* **TASK MATERIAL**:
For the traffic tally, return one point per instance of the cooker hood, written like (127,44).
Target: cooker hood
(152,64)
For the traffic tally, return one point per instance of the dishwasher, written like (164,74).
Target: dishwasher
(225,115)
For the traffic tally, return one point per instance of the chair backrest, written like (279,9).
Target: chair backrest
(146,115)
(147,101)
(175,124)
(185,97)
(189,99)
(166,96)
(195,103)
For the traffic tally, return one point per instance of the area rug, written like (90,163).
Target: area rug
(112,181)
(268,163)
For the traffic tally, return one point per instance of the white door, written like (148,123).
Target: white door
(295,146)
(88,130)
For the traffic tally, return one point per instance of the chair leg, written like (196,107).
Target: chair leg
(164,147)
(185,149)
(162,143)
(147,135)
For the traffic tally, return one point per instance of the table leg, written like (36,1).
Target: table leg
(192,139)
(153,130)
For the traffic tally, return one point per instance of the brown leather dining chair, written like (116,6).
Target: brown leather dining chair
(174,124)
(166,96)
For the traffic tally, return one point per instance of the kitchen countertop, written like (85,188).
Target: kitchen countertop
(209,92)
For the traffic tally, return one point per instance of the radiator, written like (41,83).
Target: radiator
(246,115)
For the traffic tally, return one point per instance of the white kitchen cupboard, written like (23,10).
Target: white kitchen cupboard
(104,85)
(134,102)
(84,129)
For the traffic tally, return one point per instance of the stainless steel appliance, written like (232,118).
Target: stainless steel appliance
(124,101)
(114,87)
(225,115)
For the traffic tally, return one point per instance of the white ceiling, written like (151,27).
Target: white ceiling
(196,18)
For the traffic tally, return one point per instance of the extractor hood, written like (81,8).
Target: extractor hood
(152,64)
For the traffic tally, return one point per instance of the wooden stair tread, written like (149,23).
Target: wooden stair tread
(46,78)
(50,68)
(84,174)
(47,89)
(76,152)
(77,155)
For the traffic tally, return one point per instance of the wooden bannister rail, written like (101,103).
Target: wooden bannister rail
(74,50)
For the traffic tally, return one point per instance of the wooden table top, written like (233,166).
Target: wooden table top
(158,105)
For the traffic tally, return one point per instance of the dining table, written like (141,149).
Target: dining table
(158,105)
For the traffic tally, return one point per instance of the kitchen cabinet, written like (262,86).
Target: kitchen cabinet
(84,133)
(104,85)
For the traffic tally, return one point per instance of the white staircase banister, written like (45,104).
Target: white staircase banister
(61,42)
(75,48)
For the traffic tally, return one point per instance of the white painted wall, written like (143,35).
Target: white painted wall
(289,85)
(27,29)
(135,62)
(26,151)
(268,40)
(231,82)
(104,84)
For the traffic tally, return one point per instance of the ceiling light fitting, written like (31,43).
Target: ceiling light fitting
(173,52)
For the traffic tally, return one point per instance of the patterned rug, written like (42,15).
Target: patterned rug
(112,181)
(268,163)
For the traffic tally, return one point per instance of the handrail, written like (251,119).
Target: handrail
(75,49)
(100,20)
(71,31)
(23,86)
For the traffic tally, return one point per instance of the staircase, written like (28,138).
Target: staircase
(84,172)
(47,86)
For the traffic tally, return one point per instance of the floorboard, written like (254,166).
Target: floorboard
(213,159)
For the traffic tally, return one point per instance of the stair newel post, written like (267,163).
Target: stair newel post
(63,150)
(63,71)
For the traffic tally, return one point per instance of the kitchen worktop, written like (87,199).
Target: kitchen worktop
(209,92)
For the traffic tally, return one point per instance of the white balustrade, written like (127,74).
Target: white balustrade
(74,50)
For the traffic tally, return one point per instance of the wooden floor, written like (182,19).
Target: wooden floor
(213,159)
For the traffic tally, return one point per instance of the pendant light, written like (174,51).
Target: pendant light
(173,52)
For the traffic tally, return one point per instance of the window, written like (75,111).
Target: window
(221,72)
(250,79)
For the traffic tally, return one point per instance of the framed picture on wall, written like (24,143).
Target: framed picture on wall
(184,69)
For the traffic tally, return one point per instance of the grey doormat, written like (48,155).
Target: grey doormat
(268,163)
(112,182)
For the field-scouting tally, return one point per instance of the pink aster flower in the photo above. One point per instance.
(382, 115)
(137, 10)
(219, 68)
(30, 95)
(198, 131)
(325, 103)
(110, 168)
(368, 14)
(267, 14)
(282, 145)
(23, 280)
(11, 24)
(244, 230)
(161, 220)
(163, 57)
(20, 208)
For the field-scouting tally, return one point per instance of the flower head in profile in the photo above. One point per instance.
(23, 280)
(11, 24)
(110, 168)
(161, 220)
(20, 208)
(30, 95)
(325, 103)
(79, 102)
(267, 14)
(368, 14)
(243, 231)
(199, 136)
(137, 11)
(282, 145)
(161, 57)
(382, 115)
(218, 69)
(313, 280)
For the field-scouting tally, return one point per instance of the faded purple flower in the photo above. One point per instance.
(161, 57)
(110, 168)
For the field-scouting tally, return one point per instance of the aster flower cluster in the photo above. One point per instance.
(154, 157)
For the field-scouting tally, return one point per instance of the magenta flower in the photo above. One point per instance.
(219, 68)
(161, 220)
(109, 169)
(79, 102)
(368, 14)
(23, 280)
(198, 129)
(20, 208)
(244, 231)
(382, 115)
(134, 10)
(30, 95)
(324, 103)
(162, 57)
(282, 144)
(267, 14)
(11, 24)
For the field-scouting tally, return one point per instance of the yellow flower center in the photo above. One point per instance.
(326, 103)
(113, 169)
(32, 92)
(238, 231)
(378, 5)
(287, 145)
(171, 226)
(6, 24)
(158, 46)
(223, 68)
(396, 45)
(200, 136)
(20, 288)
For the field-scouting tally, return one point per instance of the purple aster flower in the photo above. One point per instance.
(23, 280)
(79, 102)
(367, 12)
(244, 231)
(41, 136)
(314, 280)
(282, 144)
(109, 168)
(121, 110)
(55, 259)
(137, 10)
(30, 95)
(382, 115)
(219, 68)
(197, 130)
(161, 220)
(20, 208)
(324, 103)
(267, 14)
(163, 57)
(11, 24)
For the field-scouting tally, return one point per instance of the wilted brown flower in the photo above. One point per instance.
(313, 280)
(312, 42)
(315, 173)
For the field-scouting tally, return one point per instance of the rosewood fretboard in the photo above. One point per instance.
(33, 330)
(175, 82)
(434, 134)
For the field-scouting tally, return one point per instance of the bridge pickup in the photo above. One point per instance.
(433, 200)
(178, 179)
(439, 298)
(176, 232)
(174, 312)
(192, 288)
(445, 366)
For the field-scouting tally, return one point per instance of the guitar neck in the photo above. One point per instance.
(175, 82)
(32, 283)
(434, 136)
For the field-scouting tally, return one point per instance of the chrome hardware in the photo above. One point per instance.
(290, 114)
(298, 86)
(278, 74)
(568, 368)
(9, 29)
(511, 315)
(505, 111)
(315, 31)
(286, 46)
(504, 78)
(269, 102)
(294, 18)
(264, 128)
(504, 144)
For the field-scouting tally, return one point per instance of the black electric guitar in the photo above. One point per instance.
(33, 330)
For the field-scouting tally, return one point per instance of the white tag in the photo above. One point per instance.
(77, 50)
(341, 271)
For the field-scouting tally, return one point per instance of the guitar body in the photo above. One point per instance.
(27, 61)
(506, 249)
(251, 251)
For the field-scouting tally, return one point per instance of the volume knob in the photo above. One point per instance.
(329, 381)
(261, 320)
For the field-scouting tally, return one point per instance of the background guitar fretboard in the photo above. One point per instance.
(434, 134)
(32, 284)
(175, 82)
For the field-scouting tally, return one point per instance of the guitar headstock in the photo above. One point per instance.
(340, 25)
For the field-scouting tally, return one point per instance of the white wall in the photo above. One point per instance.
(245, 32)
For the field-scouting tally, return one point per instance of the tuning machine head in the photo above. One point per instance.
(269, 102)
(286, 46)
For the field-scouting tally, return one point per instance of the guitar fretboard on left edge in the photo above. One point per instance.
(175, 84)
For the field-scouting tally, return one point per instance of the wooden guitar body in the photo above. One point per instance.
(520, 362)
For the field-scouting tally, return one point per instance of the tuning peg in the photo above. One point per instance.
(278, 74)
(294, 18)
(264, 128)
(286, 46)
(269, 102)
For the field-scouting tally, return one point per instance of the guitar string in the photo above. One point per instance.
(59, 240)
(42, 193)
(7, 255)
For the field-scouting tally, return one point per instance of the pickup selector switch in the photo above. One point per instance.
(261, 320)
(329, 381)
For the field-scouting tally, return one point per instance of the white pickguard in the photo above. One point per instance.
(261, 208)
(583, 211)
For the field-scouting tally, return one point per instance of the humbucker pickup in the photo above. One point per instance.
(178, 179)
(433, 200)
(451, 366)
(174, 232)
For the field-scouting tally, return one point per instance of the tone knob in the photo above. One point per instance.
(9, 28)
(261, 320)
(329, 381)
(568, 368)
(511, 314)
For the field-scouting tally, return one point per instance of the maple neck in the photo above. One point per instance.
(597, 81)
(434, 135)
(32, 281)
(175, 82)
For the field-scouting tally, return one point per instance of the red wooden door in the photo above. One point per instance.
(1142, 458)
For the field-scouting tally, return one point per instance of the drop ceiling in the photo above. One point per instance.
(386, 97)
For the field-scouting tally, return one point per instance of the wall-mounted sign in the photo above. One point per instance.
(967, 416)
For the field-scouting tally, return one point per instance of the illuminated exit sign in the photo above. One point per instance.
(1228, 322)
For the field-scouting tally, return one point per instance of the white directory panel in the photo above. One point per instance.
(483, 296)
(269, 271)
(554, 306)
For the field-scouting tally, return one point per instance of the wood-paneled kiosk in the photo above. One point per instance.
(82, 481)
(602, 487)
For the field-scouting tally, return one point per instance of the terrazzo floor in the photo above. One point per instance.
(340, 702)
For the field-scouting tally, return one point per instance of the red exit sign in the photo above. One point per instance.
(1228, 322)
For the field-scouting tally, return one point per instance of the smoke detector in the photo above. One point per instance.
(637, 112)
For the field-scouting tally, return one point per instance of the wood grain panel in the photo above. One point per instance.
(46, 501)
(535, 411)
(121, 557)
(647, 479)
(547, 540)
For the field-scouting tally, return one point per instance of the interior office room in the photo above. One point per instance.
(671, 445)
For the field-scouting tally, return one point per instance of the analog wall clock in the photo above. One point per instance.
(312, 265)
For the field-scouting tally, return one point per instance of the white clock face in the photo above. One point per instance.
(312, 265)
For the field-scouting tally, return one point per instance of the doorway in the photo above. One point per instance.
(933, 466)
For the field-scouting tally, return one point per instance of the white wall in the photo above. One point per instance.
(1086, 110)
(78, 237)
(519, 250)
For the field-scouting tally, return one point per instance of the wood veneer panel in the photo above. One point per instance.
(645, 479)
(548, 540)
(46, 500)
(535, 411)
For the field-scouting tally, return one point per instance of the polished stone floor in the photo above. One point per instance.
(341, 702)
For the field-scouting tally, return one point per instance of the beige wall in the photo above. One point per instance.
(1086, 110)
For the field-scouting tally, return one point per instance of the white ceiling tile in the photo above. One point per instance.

* **PROBLEM TO SOLVE**: Above is a listing; print exactly its lines from the one with "written like (151,27)." through the one with "written like (101,103).", and no other lines.

* **YOUR RESPONSE**:
For the traffic tally, return one point per instance of the white ceiling, written like (151,27).
Target: white ceiling
(196,18)
For the traffic tally, return one point per instance of the extractor hood, written like (81,8).
Target: extractor hood
(152,64)
For the traffic tally, return one point per instance of the wooden stair tread, written like (149,23).
Target: wooden stair tread
(46,78)
(50,68)
(84,174)
(47,89)
(76,152)
(77,155)
For the traffic tally, return one point per instance of the wooden bannister rail, written like (101,103).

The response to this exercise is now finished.